• [Excerpt to read]
The second argument is a guess at what the result should be. This may sound crazy, but Excel may need your help here (though most times, it won’t). The IRR function works by starting by guessing the result and calculating how closely the guess matches the data. Then it adjusts the guess up or down and repeats the process (a technique called *iteration)* until it arrives at the correct answer. If Excel doesn’t figure it out in 20 tries, the `#NUM!`

error is returned. In this case, you could enter a guess in the function to help it along. For example, 0.05 indicates a guess of 5 percent, 0.15 indicates a guess of 15 percent, and so on. You can enter a negative number, too. For example, entering –0.05 tells the function that you expect a 5 percent loss. If you don’t enter a guess, Excel assumes 0.1 (10 percent).

The following image shows a business venture that has been evaluated with Excel’s IRR function. The project is to create and market t-shirts. Assorted costs such as paying artists are cash flows out, entered as negative numbers. The one positive value in cell B7 is the expected revenue.

Excel’s IRR function has been used to calculate an expected rate of return. The formula in cell B10 is `=IRR(B3:B7)`

. The entered range includes all the cash flows, in and out.

This project has an internal rate of return of 12 percent. By the way, the investment amount in this case is the sum of all the cash flows out: $8,400. Earning back $11,960 makes this a good investment. The revenue is significantly higher than the outlay.

Even though a business opportunity seems worthy after IRR has been applied, you must consider other factors. For example, you may have to borrow the money to invest in the business venture. The real number to look at is the IRR of the business venture less the cost of borrowing the money to invest.

• [Written task]
Quote the passage of the excerpt on Excel's IRR function that begins with the words containing "This project has" and ends with "money to invest.". The records that come next have no connection to the IRR excerpt.

• [Stored records]
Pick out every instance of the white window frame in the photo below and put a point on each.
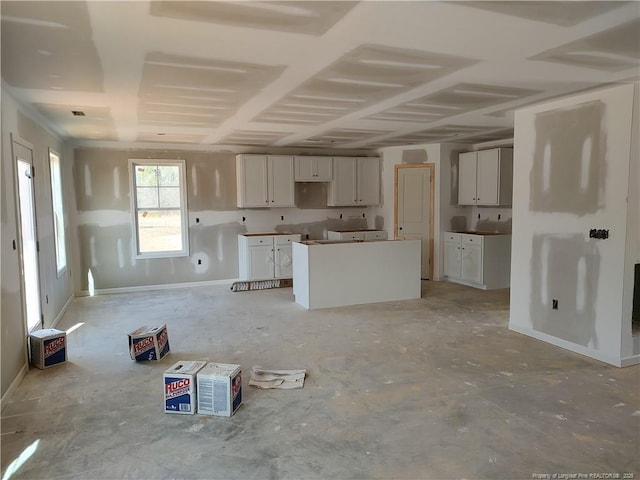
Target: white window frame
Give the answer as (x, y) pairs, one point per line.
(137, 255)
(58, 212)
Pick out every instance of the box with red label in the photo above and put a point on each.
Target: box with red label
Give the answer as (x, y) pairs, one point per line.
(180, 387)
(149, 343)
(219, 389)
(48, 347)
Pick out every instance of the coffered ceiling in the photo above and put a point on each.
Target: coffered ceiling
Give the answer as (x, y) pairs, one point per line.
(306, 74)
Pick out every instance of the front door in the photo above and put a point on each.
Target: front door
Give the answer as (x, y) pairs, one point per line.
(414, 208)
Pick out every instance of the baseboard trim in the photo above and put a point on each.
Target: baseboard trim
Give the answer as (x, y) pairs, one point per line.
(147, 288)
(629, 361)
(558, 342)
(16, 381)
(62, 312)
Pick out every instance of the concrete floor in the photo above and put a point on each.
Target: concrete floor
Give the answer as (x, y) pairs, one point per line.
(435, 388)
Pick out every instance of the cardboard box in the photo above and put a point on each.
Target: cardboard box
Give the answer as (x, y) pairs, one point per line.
* * *
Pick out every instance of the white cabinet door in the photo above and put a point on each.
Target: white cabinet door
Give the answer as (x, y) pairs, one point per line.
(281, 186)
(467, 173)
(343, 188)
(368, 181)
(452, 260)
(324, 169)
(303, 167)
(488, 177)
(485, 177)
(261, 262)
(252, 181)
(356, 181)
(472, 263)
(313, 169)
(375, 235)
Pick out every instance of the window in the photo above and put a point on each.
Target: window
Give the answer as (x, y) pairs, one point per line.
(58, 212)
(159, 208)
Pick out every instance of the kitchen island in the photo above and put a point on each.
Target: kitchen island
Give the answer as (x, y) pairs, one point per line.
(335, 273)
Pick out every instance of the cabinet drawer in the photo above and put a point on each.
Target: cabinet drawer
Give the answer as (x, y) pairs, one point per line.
--
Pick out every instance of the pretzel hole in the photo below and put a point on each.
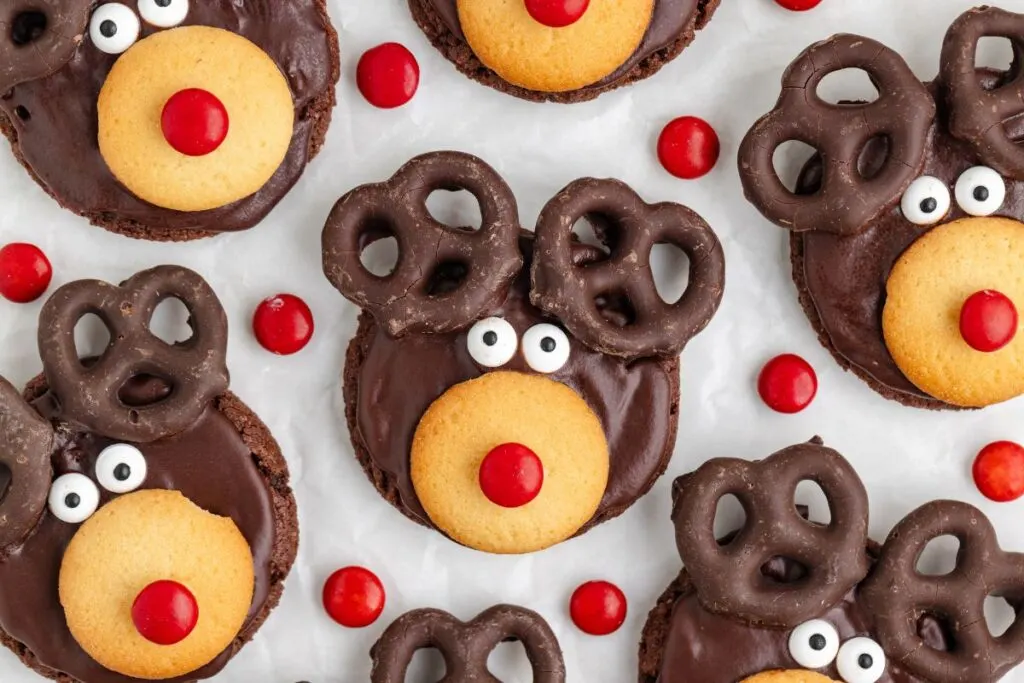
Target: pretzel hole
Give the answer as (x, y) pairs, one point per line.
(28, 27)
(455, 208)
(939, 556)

• [The result]
This project has an internal rate of return of 12 percent. By the way, the investment amount in this case is the sum of all the cash flows out: $8,400. Earning back $11,960 makes this a good investment. The revenue is significantly higher than the outlay.

Even though a business opportunity seems worthy after IRR has been applied, you must consider other factors. For example, you may have to borrow the money to invest in the business venture. The real number to look at is the IRR of the business venture less the cost of borrowing the money to invest.